PROBLEM STATEMENT:
Going line by line through the records below, count those with the word "hull" and give only the count.

SUPPLIED RECORDS:
──────────

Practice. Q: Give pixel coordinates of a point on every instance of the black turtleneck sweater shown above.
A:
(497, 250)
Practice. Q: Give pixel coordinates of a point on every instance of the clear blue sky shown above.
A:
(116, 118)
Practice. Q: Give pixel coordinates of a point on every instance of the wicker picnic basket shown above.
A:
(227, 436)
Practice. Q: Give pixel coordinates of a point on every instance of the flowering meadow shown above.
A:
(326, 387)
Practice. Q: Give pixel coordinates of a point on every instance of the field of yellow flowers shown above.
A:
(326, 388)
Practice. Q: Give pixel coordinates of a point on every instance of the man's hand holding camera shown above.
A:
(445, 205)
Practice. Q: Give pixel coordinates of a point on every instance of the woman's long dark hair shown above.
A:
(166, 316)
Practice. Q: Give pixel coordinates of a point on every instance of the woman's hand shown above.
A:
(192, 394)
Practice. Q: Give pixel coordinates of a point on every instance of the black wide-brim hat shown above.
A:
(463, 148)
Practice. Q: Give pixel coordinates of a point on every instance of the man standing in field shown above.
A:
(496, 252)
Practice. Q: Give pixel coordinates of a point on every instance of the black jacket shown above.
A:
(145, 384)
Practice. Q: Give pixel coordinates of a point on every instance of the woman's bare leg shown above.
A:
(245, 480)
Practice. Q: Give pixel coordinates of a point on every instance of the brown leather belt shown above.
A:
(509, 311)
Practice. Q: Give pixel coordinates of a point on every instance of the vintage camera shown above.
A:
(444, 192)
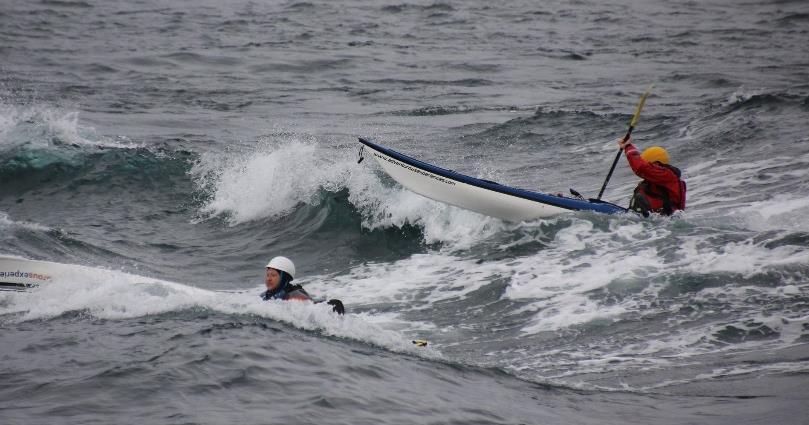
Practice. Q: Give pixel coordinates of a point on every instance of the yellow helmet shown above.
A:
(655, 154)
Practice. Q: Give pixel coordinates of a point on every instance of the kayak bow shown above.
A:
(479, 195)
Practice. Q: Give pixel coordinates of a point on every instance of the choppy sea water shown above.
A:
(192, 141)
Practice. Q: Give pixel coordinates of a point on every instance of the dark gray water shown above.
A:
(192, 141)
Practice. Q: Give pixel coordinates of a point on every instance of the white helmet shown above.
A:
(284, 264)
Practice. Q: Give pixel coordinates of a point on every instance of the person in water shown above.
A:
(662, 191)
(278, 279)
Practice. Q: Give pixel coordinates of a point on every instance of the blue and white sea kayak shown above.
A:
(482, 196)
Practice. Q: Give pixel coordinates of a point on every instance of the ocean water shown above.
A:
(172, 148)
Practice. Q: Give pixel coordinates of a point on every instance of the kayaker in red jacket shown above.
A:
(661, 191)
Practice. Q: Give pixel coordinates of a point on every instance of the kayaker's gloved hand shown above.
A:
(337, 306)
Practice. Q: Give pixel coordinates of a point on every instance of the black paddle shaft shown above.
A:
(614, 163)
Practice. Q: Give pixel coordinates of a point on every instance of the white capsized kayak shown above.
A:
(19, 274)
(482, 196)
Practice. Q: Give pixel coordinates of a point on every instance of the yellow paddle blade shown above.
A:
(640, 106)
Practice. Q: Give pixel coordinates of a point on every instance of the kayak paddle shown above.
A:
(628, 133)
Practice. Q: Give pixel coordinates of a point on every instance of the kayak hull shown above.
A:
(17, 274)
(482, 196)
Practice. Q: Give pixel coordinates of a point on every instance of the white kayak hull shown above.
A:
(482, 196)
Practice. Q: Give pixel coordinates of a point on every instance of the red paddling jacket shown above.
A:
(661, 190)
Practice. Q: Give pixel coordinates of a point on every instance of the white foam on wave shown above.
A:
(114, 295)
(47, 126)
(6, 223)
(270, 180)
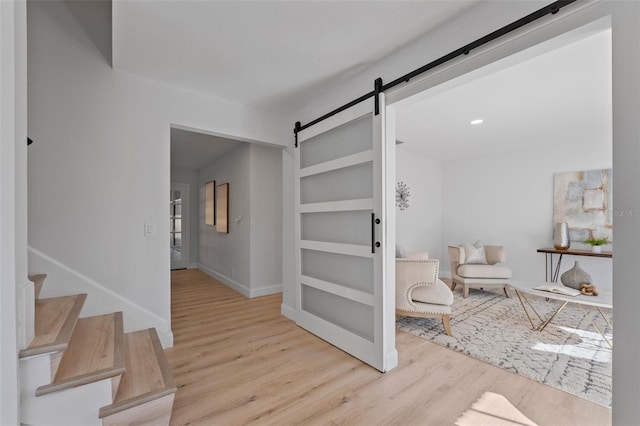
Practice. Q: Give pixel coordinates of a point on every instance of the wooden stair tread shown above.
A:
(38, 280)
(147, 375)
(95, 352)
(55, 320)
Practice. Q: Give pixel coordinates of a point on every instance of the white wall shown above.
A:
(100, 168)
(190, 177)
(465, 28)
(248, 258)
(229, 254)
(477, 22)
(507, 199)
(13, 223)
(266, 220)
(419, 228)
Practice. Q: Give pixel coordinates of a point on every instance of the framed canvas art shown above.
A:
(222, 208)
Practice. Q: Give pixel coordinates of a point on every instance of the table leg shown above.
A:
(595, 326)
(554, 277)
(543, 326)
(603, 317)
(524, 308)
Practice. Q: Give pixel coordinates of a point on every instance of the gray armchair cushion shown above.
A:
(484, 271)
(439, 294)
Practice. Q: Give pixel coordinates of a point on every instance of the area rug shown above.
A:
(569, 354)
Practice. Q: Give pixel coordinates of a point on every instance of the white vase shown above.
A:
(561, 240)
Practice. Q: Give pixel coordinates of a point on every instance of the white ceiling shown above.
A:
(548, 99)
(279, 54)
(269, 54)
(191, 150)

──────────

ANSWER SECTION:
2